WHAT IS REQUIRED: Rewrite everything from the line containing "In this exercise you will indicate the brown" down to the end of the listing, changing "marker" to "dot" and leaving all else unchanged.

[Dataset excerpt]

━━━━

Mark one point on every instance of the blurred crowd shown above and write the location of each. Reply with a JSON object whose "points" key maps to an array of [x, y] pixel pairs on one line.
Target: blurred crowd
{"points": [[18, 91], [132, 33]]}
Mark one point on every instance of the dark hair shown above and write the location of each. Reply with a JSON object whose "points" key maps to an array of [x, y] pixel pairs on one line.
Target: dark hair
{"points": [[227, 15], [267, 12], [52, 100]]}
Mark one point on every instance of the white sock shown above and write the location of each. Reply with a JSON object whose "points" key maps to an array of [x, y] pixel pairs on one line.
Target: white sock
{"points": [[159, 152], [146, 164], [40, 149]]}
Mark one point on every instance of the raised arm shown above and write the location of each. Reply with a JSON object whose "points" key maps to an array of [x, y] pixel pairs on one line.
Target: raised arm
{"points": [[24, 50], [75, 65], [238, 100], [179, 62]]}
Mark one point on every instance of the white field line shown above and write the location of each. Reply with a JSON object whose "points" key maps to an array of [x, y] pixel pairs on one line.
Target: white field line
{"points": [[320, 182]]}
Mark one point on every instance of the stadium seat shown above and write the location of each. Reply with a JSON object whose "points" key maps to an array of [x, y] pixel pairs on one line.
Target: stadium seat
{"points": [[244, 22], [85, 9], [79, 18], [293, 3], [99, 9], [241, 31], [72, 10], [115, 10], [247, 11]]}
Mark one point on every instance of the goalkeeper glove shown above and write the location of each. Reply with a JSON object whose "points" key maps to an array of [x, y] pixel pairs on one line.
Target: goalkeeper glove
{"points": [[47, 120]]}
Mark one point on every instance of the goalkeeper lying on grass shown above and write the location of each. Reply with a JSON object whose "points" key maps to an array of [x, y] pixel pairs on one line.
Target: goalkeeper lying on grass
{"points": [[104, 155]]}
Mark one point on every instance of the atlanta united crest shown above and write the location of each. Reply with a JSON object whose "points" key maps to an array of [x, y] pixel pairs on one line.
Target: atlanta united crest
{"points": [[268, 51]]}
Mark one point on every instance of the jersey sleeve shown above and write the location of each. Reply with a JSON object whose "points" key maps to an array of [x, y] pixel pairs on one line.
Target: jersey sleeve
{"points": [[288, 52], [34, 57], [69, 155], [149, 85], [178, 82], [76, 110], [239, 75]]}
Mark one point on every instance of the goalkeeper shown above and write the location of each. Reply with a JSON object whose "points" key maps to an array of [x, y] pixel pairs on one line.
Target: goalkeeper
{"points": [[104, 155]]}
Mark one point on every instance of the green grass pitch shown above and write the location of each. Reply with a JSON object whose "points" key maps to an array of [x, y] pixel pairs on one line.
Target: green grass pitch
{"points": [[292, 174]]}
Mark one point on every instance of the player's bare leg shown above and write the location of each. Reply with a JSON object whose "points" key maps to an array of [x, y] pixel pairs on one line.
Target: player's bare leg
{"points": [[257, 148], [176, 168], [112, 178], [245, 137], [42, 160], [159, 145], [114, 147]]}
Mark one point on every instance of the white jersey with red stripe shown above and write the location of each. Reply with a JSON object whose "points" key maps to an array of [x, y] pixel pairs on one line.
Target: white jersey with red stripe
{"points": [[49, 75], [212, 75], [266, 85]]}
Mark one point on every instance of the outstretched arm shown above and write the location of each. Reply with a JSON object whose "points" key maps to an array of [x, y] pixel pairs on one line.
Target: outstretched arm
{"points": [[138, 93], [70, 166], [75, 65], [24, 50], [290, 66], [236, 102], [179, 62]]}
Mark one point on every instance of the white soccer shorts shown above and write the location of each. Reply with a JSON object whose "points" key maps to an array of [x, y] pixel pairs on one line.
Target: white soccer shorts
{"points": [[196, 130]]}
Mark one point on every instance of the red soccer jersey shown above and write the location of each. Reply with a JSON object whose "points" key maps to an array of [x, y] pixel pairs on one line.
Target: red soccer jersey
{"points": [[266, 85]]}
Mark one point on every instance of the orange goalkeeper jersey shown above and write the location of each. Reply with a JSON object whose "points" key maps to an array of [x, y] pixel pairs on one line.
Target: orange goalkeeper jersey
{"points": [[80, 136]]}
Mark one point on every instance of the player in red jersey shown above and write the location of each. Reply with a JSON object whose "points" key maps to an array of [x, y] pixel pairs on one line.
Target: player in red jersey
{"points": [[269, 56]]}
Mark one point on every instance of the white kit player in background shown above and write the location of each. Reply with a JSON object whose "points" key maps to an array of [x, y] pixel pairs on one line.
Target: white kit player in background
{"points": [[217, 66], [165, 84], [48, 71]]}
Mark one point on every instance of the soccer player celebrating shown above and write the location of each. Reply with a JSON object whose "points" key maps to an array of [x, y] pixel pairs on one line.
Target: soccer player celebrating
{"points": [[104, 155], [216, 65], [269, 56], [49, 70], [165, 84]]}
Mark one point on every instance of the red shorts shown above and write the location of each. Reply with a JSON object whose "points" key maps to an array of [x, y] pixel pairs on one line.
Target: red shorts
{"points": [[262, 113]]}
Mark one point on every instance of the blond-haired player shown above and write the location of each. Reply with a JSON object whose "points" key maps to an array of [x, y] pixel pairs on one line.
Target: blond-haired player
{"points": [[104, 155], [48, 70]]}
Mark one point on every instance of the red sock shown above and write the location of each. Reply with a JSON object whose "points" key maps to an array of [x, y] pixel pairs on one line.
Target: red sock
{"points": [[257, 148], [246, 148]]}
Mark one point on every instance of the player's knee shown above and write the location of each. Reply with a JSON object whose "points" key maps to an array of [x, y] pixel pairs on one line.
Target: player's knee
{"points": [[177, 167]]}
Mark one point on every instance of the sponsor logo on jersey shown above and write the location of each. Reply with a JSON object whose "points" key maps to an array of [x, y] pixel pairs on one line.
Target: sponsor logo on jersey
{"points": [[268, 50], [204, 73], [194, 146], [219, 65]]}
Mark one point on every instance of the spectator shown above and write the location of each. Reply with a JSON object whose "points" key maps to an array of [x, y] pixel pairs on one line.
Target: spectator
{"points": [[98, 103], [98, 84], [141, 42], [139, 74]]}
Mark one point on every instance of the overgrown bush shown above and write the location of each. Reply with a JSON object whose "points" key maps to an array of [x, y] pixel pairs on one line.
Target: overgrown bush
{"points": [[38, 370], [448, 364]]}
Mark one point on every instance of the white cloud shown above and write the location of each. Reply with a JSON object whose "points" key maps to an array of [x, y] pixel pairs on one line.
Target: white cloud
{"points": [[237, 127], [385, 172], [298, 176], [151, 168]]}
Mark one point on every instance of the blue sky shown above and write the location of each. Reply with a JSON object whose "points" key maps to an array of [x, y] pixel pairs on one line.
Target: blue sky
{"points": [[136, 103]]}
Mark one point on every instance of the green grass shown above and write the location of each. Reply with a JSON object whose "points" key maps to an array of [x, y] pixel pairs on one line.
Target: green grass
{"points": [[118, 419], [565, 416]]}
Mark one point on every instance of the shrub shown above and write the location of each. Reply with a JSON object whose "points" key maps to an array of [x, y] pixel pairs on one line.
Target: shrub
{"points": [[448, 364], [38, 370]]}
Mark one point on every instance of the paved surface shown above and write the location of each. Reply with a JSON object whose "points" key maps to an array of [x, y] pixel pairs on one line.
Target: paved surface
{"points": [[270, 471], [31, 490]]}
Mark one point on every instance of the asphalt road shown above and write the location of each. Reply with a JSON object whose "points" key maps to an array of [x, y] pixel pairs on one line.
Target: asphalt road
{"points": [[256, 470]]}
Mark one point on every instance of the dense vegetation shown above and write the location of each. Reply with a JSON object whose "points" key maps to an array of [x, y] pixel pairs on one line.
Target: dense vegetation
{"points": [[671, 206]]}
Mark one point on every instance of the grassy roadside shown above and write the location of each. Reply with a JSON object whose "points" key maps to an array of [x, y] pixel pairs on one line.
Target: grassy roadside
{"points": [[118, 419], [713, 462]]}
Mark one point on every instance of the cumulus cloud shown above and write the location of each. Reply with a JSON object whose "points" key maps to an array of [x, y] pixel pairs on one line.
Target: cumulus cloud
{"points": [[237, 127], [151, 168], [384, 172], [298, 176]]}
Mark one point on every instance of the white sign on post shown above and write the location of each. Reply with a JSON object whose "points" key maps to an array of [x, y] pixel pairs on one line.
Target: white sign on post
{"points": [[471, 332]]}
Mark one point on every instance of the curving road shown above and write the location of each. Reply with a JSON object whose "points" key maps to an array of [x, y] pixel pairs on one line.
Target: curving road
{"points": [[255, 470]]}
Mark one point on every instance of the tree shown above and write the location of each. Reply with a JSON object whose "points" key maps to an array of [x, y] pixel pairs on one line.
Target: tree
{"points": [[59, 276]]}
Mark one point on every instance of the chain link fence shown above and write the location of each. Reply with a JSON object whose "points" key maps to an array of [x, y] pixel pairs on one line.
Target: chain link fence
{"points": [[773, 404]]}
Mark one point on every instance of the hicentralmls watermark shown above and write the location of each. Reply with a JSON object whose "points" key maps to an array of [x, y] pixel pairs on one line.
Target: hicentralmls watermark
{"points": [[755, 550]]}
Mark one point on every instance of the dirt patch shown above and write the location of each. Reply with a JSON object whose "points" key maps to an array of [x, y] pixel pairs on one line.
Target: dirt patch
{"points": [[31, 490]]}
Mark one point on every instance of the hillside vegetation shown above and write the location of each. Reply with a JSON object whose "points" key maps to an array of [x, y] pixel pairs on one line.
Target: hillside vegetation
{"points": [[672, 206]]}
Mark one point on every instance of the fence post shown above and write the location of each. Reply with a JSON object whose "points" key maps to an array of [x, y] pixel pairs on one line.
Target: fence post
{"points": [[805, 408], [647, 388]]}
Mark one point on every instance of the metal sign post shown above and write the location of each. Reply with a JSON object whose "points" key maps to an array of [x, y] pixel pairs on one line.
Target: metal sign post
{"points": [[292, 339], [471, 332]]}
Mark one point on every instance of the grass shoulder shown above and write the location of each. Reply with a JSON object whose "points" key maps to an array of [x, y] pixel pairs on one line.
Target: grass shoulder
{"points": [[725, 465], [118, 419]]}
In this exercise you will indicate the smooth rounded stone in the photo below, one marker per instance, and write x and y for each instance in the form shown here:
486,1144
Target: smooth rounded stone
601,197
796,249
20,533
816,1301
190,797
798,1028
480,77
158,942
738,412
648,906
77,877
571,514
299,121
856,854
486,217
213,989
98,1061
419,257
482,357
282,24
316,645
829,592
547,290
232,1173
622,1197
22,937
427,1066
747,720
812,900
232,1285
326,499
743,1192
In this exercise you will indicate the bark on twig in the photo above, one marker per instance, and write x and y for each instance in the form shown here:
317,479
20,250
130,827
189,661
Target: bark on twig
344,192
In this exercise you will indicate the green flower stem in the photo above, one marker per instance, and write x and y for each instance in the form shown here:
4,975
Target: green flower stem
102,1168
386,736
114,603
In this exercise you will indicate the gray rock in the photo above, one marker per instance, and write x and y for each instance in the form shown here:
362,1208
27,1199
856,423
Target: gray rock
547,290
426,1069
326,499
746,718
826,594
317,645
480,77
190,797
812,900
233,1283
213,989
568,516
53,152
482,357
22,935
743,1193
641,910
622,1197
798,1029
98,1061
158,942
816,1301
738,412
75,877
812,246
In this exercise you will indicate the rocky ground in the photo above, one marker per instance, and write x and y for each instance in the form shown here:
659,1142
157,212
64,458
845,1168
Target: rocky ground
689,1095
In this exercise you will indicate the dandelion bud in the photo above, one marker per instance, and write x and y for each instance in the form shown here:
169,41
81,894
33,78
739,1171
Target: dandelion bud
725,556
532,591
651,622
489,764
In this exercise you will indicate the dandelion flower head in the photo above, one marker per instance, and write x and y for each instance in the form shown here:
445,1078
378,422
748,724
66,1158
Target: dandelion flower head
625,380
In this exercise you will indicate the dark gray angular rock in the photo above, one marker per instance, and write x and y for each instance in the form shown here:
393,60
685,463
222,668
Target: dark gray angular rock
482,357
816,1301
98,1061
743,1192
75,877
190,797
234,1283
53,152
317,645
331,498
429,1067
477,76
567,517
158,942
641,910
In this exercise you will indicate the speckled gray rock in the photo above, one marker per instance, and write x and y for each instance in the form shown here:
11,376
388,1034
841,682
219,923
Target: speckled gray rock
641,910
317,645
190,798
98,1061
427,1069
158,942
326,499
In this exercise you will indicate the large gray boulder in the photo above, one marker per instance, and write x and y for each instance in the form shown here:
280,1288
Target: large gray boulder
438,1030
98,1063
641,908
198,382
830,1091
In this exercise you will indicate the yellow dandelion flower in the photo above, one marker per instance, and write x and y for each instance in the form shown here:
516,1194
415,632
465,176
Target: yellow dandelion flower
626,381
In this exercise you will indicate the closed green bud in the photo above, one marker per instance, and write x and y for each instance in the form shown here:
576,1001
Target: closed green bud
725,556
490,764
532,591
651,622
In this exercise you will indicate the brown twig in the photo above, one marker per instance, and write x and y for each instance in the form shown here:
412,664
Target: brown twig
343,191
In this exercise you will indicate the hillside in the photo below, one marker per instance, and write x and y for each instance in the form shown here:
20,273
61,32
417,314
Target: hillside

━━━━

FULL ANSWER:
In this exercise you will indicate the brown twig in the photo above, one dot per instance, and write x and y for each instance in the form shown here:
412,664
Target: brown twig
343,191
In this exercise you will indicate the hillside in the photo below, one dot per instance, and write x and y for each instance in the form shown here:
20,273
61,32
417,314
Target: hillside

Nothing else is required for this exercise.